Robin Hood selbst, Gefolgsmann im Heer, wird durch einen Zufall Besitzer der Krone, die zurück nach England soll, bringt sie dorthin, wird für den - eigentlich verstorbenen - Adeligen Richard Locksley gehalten und später dann von dessen Vater und Frau als dieser akzeptiert - eine schöne Weise, jene zahlreichen Geschichten aufzugreifen, in denen "falsche Ehemänner" aus dem Krieg heimkehren, oder Heimkehrer sich als Ehemänner ausgeben.

Dieser Robin schießt in der zweiten Hälfte des Films gerade noch einmal einen Pfeil ab, spaltet im ganzen Film nicht einen einzigen. Stattdessen mutiert er zum Helden eines nationalen Befreiungskampfes, dann wieder in einen Akteur im Kampf des Adels um verbriefte Rechte. Und kämpft schließlich auf dem Strand gegen französische Invasoren. Das sieht ein wenig so aus, wie "Elizabeth", vor allem aber wie "Gladiator", "Gladiator on the beach" sozusagen.

Schon zuvor hat ihn Scott im Insert zu Beginn als Outlaw-Freiheitshelden vorgestellt, "in years of tyranny… the outlaw takes his task", später redet er klug über Freiheit und "Man baut ein Land wie eine Kathedrale: Von den Fundamenten zur Spitze."

Insgesamt ist das Bild aber höchst uneindeutig. Einerseits ist dieser Robin ein Überlebenskünstler, erzählt Scott vom Aufstieg eines einfachen Mannes. Zugleich ist er traumatisiert: Vom Tod des Vaters und der Teilnahme an einem Massaker im Krieg. Wie der "Gladiator" ein verlorener Charakter, dem hier aber Heimkehr und Erlösung vom Trauma vergönnt sind. Ähnlich zwiegespalten ist Scotts politische Agenda. Er entscheidet sich für keine Positionierung seines Helden, nimmt in Kauf, dass dessen Darstellung in sich widersprüchlich ist: Gerade die Position des Adels ist zwar bereits bei Walter Scott doppeldeutig. Robin Hood heißt dort Locksley, doch der Adel steht für die Erniedrigung des Volkes. Plötzlich ist der Adel nun selbst Opfer und Robin ein konservativer Revolutionär, einer, der das Rad zurückdrehen will.

**Datenabschnitt**:
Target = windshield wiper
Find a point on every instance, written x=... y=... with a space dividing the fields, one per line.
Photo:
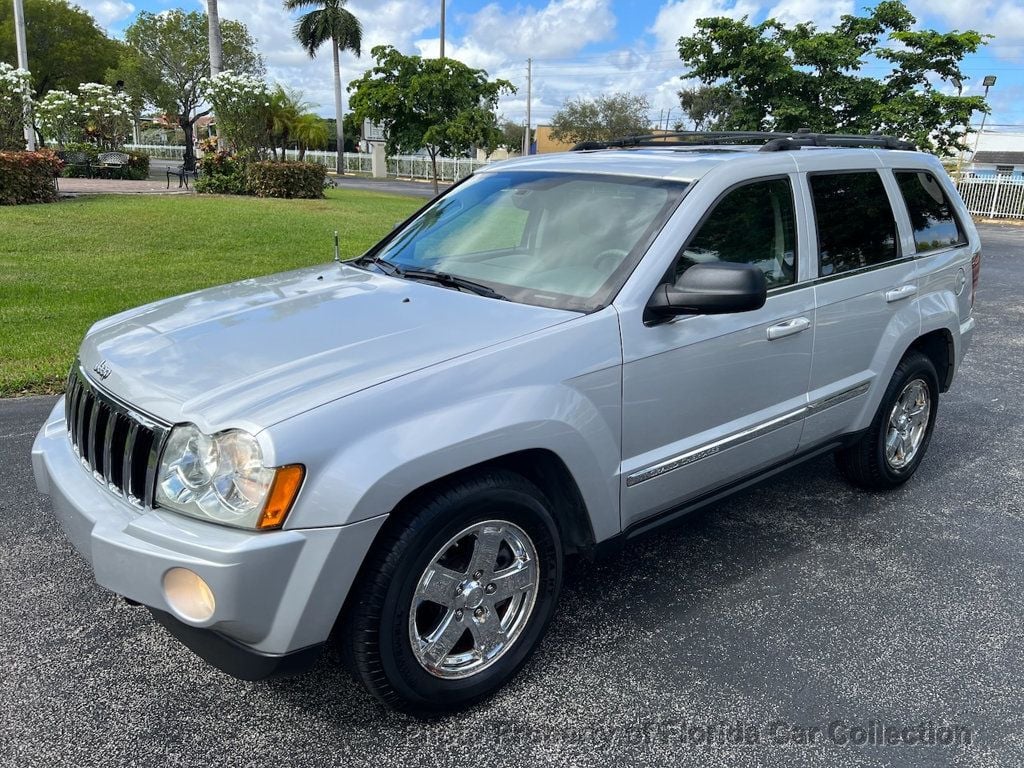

**Arbeitsaufträge**:
- a) Gib aus der Robin-Hood-Kritik den Abschnitt wieder, dessen Anfang die Worte "Insgesamt ist das" enthält und der mit "Rad zurückdrehen will." endet, und benenne darin "Überlebenskünstler" in "Lebenskünstler" um.
- b) Setze die Robin-Hood-Kritik nach ihrem letzten Satz fort.
Das Material hat mit der Robin-Hood-Kritik nichts zu tun.

**Lösungen**:
- a)
Insgesamt ist das Bild aber höchst uneindeutig. Einerseits ist dieser Robin ein Lebenskünstler, erzählt Scott vom Aufstieg eines einfachen Mannes. Zugleich ist er traumatisiert: Vom Tod des Vaters und der Teilnahme an einem Massaker im Krieg. Wie der "Gladiator" ein verlorener Charakter, dem hier aber Heimkehr und Erlösung vom Trauma vergönnt sind. Ähnlich zwiegespalten ist Scotts politische Agenda. Er entscheidet sich für keine Positionierung seines Helden, nimmt in Kauf, dass dessen Darstellung in sich widersprüchlich ist: Gerade die Position des Adels ist zwar bereits bei Walter Scott doppeldeutig. Robin Hood heißt dort Locksley, doch der Adel steht für die Erniedrigung des Volkes. Plötzlich ist der Adel nun selbst Opfer und Robin ein konservativer Revolutionär, einer, der das Rad zurückdrehen will.

- b)
Irgendwie ist der Film gegen die Neoliberalen, den Finanzadel. "There are wolves in York." So erklärt der Euro-Nationalismus sich selbst derzeit auch, was Wall Street mit unserer schönen Währung macht. Aber irgendwie ist der Film doch auch gegen den Staat, der zum eigentlichen Ausbeuter erklärt wird, und gegen Besteuerung, als wäre Robin Hood der Guido Westerwelle des Mittelalters.

So mischt Scott alles, was ihm einfällt, zu einem Gebräu, das noch schwerer im Magen liegt als der Met von Friar Tuck: Feuer auf der Karte, wie in "Bonanza", Aufstandsstimmung, das Leitmotiv des schwachen Herrschers, dann England am Boden, ein bisschen "Patriot" reloaded, dann die zwei Wirtschaftsweisen, die böse der Ausbeuter und die gute des Säens und Erntens.

Der einzige echte Sozialrebell ist ein böser Schurke, der einmal den Robin-Hood-Satz sagen darf: "No one deserves 4000 acres." Genau! Ansonsten gilt: Sozialrebellen? Fehlanzeige.
Die Bösen haben ein gezeichnetes Gesicht, durch Narbe, und eine Glatze. Warum gilt ein Glatzkopf immer als böse? Und wenn sie Herrscher sind, wie der französische König Philip Augustus, dann essen sie Austern mit etwas Blut, was den König mit genug Verworfenheit und "décadence" markiert. Das ist alles etwas plakativ. Aber ohne echte Wucht und Provokation, wie es noch "Gladiator", Scotts düstere Wagner-Version des amerikanischen Eroberungskrieges hatte.

Ganz am Ende dieses Films, der wie ein Prequel aller denkbarer Robin-Hood-Filme anmutet, heißt es dann: "And so the legend begins."